*DATA ENTRIES*:

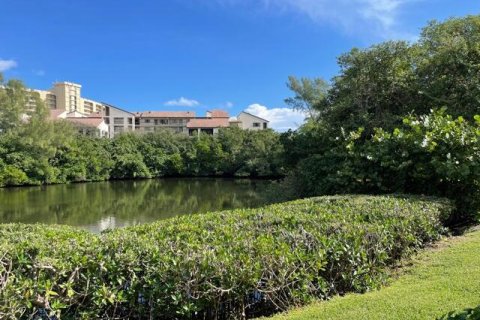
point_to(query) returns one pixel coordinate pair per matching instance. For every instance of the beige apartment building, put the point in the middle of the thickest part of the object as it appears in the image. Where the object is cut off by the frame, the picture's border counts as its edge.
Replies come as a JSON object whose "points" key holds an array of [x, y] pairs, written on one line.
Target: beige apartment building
{"points": [[248, 121], [105, 120], [67, 96], [176, 121]]}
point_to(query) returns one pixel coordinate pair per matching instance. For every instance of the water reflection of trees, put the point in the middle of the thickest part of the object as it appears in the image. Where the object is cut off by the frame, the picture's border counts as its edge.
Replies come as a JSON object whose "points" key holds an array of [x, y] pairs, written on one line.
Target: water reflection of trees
{"points": [[129, 202]]}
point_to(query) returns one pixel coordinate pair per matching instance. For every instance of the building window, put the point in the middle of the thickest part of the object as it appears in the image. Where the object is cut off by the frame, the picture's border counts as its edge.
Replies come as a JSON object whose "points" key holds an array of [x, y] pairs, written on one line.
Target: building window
{"points": [[118, 120]]}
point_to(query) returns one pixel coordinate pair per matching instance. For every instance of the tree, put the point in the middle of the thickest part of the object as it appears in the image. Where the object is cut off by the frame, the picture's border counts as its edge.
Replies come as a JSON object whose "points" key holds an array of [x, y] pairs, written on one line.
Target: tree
{"points": [[449, 69], [310, 95]]}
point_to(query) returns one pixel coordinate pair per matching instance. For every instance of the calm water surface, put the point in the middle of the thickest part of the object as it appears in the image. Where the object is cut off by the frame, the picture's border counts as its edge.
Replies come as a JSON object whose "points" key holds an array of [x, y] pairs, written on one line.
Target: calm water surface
{"points": [[98, 206]]}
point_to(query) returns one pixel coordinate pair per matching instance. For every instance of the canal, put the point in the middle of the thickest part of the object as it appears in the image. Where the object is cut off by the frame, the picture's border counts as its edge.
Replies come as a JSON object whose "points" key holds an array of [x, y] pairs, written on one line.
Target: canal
{"points": [[103, 205]]}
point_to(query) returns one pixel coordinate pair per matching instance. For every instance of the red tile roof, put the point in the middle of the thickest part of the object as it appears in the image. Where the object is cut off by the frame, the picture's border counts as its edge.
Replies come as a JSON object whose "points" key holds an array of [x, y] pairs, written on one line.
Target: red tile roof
{"points": [[208, 123], [219, 114], [86, 122], [165, 114], [55, 113]]}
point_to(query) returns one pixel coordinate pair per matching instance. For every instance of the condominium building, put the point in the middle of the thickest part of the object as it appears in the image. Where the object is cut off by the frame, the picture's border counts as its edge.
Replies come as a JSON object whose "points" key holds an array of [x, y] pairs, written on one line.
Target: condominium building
{"points": [[117, 119], [87, 124], [248, 121], [176, 121], [67, 96], [210, 124], [105, 120]]}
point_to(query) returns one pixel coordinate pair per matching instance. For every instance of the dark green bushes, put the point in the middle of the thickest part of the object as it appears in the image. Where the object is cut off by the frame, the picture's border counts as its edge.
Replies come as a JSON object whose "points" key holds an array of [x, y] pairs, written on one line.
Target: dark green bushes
{"points": [[432, 154], [234, 152], [235, 264]]}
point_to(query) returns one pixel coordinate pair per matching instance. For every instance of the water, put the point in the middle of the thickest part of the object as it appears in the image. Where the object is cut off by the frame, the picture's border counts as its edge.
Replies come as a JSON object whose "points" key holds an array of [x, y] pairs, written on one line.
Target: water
{"points": [[98, 206]]}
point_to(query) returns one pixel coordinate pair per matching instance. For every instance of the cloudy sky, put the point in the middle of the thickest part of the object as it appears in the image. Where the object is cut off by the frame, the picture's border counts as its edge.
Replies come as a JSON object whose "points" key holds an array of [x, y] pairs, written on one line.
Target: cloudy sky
{"points": [[200, 54]]}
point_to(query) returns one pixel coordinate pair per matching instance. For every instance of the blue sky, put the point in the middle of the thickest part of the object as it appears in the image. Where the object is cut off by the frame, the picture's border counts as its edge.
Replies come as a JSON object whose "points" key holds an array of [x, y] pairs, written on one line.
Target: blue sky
{"points": [[200, 54]]}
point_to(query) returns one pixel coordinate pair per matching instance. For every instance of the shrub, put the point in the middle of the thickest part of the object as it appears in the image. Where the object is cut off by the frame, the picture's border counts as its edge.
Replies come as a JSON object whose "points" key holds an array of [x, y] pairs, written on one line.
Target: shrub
{"points": [[434, 155], [230, 264]]}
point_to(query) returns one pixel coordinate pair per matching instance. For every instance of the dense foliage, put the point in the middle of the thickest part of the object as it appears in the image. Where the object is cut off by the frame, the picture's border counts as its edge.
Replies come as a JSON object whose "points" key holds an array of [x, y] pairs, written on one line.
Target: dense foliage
{"points": [[433, 154], [226, 264], [399, 117], [35, 150]]}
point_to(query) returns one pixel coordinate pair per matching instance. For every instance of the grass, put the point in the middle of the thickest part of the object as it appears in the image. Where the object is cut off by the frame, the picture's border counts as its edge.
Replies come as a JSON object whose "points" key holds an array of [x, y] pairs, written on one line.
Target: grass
{"points": [[439, 280]]}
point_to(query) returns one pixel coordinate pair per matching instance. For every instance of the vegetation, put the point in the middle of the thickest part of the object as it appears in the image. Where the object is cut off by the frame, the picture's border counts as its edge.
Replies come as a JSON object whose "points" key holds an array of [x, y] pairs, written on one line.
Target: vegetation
{"points": [[34, 150], [227, 264], [399, 117], [438, 285]]}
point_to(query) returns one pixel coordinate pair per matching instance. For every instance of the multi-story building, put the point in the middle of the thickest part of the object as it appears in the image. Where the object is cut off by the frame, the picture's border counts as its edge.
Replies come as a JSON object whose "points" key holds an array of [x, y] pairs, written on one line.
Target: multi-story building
{"points": [[210, 124], [67, 96], [248, 121], [87, 124], [118, 120], [176, 121]]}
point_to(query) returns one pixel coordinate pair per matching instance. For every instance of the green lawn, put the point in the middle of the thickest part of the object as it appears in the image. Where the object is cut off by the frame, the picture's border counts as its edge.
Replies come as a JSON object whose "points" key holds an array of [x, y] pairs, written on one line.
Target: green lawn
{"points": [[442, 279]]}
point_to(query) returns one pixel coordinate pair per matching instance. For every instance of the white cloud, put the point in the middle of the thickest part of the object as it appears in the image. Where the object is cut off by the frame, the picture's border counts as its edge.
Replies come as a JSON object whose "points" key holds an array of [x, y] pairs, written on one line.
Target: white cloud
{"points": [[182, 102], [39, 73], [281, 119], [7, 64], [380, 17]]}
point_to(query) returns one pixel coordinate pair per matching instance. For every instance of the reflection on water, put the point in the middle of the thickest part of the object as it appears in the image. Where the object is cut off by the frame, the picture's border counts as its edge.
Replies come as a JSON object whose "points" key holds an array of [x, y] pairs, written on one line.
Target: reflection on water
{"points": [[98, 206]]}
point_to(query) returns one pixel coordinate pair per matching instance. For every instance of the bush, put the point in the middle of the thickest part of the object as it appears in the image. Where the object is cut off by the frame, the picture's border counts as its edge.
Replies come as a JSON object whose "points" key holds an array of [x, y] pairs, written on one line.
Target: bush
{"points": [[434, 155], [230, 264]]}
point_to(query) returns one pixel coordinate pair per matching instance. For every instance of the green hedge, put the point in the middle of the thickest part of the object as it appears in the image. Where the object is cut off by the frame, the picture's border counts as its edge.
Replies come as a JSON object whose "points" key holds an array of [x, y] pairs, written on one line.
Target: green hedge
{"points": [[223, 265]]}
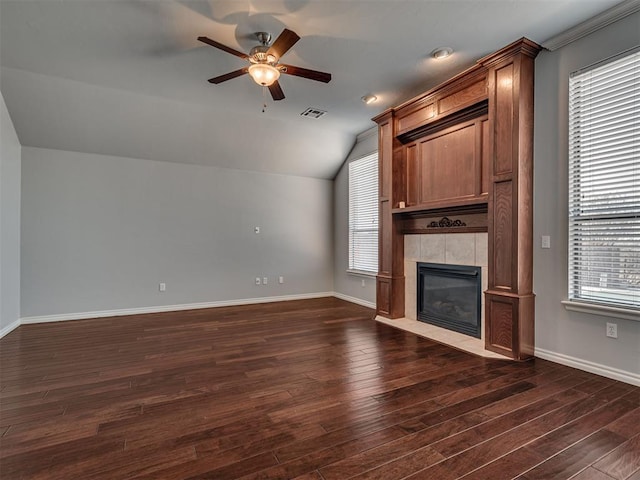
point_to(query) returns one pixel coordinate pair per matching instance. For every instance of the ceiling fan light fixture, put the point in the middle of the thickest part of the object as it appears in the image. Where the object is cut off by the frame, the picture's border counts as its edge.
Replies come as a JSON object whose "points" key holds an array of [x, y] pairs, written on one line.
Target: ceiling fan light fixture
{"points": [[264, 74], [442, 52]]}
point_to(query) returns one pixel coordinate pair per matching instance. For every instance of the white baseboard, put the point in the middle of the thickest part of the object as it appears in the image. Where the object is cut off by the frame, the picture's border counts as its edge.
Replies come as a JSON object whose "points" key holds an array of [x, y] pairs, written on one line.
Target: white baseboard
{"points": [[167, 308], [355, 300], [9, 328], [587, 366]]}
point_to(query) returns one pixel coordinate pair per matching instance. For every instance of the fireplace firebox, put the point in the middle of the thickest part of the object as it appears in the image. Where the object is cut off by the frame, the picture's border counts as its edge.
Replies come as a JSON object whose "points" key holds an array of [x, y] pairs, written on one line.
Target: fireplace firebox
{"points": [[450, 296]]}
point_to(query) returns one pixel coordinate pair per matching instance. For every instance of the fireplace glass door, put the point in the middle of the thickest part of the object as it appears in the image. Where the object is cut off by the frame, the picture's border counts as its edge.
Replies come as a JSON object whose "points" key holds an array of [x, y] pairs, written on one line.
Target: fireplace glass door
{"points": [[450, 296]]}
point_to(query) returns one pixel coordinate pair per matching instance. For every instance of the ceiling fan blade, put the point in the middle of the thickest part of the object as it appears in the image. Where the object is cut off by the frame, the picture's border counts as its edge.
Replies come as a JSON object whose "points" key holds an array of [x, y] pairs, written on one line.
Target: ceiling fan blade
{"points": [[306, 73], [283, 43], [276, 91], [230, 50], [228, 76]]}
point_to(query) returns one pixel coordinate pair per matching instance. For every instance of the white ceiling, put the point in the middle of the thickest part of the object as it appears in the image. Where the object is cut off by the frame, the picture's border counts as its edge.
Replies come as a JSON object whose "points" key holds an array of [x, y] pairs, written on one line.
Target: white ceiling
{"points": [[129, 78]]}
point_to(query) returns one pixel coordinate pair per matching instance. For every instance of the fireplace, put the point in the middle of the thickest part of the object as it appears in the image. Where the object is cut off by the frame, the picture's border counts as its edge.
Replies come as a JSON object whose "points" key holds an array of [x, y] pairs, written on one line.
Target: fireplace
{"points": [[450, 296]]}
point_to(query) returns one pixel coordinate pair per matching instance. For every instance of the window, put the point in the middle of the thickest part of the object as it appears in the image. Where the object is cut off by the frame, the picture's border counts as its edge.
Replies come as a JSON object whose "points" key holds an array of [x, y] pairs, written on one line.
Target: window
{"points": [[604, 183], [363, 214]]}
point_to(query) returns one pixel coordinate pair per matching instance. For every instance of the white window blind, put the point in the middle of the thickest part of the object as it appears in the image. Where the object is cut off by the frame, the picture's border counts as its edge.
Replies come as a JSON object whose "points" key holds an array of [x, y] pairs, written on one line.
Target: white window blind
{"points": [[604, 183], [363, 214]]}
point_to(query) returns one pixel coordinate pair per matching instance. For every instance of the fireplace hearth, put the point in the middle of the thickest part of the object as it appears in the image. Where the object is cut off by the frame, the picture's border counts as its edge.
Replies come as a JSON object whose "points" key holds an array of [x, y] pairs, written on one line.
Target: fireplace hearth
{"points": [[450, 296]]}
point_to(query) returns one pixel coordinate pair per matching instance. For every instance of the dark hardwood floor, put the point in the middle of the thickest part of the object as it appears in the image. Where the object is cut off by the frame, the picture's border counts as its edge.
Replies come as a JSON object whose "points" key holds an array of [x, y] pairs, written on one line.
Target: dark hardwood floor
{"points": [[303, 390]]}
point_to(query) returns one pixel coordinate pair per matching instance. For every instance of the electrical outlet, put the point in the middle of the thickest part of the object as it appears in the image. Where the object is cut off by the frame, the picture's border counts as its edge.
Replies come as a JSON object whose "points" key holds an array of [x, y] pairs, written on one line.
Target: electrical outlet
{"points": [[545, 241]]}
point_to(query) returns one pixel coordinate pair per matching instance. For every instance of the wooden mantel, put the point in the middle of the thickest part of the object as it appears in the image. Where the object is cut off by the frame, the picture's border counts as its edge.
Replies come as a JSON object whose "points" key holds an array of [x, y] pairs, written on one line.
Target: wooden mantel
{"points": [[467, 145]]}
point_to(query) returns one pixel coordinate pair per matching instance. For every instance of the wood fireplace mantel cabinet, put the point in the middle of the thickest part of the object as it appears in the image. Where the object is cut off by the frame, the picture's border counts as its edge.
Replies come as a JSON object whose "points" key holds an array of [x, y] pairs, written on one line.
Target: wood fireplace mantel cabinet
{"points": [[466, 147]]}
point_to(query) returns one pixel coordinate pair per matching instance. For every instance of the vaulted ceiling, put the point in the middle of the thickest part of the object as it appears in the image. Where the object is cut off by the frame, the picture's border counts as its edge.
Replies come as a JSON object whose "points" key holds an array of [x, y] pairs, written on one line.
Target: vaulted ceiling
{"points": [[129, 78]]}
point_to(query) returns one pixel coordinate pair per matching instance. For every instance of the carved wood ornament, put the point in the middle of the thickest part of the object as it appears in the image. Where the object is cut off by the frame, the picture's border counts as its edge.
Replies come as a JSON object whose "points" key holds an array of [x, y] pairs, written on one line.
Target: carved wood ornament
{"points": [[465, 147]]}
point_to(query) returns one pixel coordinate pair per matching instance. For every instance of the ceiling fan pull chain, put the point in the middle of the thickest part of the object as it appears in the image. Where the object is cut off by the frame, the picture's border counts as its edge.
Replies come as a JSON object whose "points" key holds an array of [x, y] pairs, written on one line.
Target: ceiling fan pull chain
{"points": [[264, 99]]}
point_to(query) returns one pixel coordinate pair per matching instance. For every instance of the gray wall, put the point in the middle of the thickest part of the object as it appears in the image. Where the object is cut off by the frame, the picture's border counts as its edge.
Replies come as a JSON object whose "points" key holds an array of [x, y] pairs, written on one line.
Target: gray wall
{"points": [[348, 284], [99, 233], [10, 152], [577, 335]]}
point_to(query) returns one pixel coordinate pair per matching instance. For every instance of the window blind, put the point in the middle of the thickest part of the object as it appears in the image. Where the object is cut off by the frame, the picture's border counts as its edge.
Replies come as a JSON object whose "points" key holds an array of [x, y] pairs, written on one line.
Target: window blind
{"points": [[604, 183], [363, 214]]}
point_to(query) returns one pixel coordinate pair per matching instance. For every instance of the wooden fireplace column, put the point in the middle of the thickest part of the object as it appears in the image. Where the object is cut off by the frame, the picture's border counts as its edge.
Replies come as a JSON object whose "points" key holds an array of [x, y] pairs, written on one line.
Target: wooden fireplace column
{"points": [[501, 84]]}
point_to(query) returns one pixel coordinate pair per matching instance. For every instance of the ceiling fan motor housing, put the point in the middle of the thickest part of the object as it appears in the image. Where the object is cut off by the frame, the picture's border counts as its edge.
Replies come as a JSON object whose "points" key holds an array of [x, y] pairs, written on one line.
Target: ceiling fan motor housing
{"points": [[259, 54]]}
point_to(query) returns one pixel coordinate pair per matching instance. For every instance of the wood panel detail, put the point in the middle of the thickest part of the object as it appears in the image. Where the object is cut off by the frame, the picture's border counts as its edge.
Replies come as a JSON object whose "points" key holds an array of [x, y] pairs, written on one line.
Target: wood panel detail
{"points": [[501, 326], [448, 165], [383, 295], [504, 107], [470, 223], [413, 176], [386, 237], [418, 117], [467, 96], [486, 158]]}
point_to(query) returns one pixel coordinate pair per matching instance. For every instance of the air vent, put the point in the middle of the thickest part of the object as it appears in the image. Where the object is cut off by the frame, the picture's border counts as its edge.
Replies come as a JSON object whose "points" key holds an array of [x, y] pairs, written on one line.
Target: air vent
{"points": [[313, 113]]}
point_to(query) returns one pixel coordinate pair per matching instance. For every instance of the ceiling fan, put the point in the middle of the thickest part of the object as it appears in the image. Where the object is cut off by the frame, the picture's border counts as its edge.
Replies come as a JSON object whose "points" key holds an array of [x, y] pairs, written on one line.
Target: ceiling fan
{"points": [[264, 62]]}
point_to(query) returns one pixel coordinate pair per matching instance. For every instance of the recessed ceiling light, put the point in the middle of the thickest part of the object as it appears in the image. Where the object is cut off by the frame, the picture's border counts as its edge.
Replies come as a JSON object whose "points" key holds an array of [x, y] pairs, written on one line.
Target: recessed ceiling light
{"points": [[442, 52], [369, 98]]}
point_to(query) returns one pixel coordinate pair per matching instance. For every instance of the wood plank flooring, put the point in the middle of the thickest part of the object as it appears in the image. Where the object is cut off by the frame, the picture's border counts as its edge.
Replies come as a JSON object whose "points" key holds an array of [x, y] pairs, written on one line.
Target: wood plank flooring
{"points": [[305, 390]]}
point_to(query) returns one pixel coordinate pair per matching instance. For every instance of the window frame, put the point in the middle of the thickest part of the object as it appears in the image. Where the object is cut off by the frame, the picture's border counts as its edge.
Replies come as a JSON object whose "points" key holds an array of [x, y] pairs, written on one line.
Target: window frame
{"points": [[369, 212], [590, 219]]}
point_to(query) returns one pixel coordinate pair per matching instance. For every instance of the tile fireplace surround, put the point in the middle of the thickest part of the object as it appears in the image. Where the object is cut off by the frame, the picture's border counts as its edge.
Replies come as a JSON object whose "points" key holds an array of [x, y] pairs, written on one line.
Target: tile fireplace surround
{"points": [[449, 249]]}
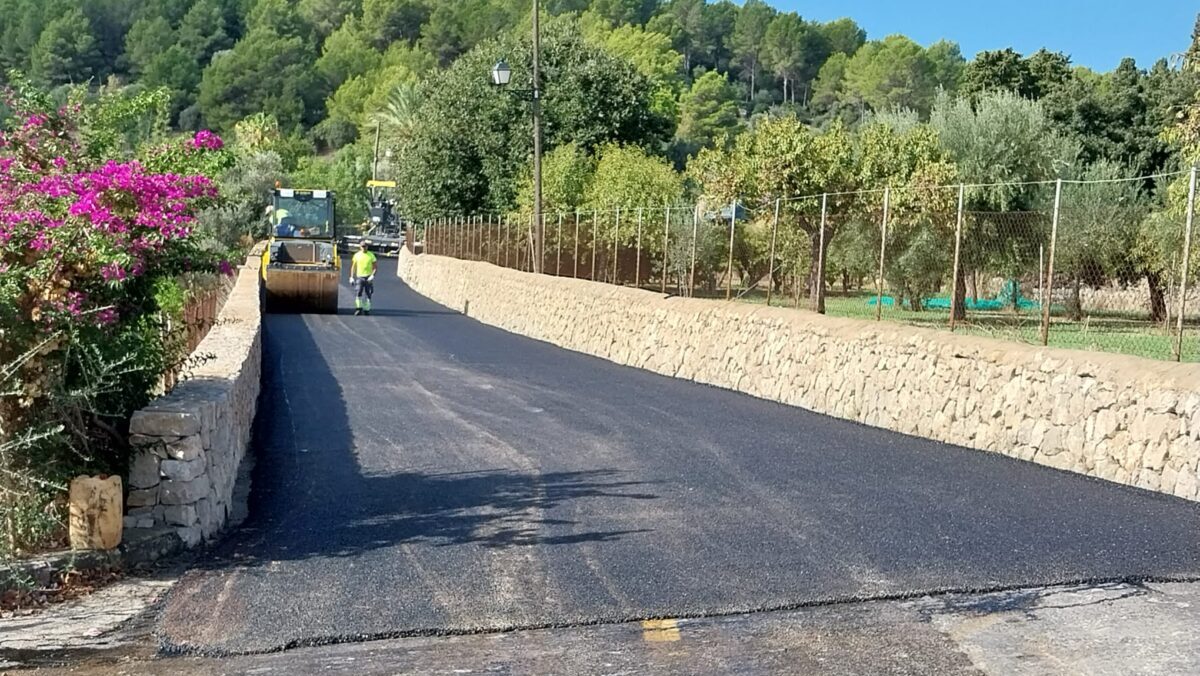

*TASK OBJECTIVE*:
Copy the listing from its beginning through the line that contains "Target: beige apartment building", including that line, and omit the pictures.

*RESPONSE BELOW*:
point_to(query) returns one pixel coordinate pair per matching instance. For every instance of the beige apartment building, put the point in the middle of the thickest part of the object as it appears in the image. Where the object is cut off by the frame, the picture's border counts as its edge.
Replies come as a JSON object whose "points" key holds an array of [x, y] pairs, written on one line.
Target: beige apartment building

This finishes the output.